WORK ORDER: What is needed is the whole of the data, set down exactly.

Natural language region descriptions:

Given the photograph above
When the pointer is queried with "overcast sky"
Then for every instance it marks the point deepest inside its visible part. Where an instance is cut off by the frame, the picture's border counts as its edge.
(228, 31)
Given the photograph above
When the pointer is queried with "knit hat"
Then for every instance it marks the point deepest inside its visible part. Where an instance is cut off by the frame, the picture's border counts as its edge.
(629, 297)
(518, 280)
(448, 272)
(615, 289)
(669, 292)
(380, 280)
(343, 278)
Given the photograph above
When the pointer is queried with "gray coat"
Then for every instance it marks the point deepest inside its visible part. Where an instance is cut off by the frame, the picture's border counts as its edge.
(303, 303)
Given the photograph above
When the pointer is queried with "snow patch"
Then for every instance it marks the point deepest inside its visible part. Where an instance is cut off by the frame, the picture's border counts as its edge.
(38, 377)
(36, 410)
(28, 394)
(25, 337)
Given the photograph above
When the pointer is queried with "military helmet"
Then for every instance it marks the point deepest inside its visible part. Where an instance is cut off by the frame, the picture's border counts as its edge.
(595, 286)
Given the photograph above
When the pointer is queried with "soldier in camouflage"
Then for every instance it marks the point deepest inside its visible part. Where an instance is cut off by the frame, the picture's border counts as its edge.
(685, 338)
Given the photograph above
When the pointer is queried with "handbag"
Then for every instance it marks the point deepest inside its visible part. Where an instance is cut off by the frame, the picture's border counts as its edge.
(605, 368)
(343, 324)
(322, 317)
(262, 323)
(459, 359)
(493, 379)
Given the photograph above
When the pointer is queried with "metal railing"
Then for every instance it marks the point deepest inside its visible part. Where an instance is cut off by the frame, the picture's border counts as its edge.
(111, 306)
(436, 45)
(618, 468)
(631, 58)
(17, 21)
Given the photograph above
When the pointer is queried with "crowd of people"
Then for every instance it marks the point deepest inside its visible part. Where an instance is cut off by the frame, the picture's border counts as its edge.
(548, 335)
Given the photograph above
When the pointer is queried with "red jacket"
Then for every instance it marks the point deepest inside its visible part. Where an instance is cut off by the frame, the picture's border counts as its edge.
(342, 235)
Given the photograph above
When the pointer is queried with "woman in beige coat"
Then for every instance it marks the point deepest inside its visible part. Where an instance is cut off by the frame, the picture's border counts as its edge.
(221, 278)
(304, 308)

ANSWER BELOW:
Given the photograph above
When the pointer is queried with "overcast sky"
Then for every instance it marks the point deepest inside its visible part. Where an instance is cut off by the frame, the picture's border counts as its edge.
(228, 31)
Given the photograph above
When the pointer is queried with "knit hat"
Then for every instance it marks the point deepest inside its visible part. Where an instance is cut off by the frame, the picture's border counts as its edge.
(629, 297)
(518, 280)
(448, 272)
(615, 289)
(669, 292)
(380, 280)
(343, 278)
Given the photograph above
When the pointer is queried with "gray coat"
Then for every instance it marks the point deepest inside its visible part. Where an instance is cut off by the frame, the picture's border counts as its edge.
(303, 303)
Given the photograph above
When the pointer is queried with "snow patch"
Then for every instance it marks the point deepest inside its visible part. Where an instance is cut off by the frame, the picture's border counts as its edge.
(38, 377)
(36, 410)
(28, 394)
(25, 337)
Given the photograph above
When the pointer is queried with "military helmet"
Then for every instance it marks the point deepest inside its visible part. Where an instance is cut off by the frame, the picture's border counts as its edge.
(595, 286)
Given the photograph above
When the pointer is queried with "soldier in camouflage"
Then for every instance it marks the point deepest inside its visible part. Where an instance is cut off by the frame, the picture's border counts as its edge.
(685, 338)
Given the photograph above
When the pointer is queried with "handbag"
Then for every instance it marks the point deepest inside its visible part. Where an instance is cut off by the frame, the picture's border counts as its edge.
(605, 368)
(343, 324)
(322, 317)
(262, 323)
(459, 359)
(493, 379)
Given the photograph above
When the pointer is queried with "metal railing"
Then for every instance it marks the point deepest inside its visible part. Where an instance is cut off by the frame, the picture's border counts as its edge.
(111, 306)
(436, 45)
(618, 468)
(631, 58)
(17, 21)
Given the photograph above
When the pointer is queried with "crowd of people"
Then for every instance it marks the point deepest inside its visible part. Where an instance is cut off by the frame, the picture's border counts as its edge.
(548, 335)
Given the photograph above
When the pointer is queried with "red jacket"
Then for every instance it marks the point deepest inside its visible part. Where an instance is cut off by the frame, the picture's border counts as its edge.
(342, 235)
Given the photograph above
When the pointer is queried with "woman in beige coat"
Then for every instance it marks the point deepest inside its visible part. Where an instance is cut off by the frame, the picture's border counts as its edge.
(221, 278)
(304, 308)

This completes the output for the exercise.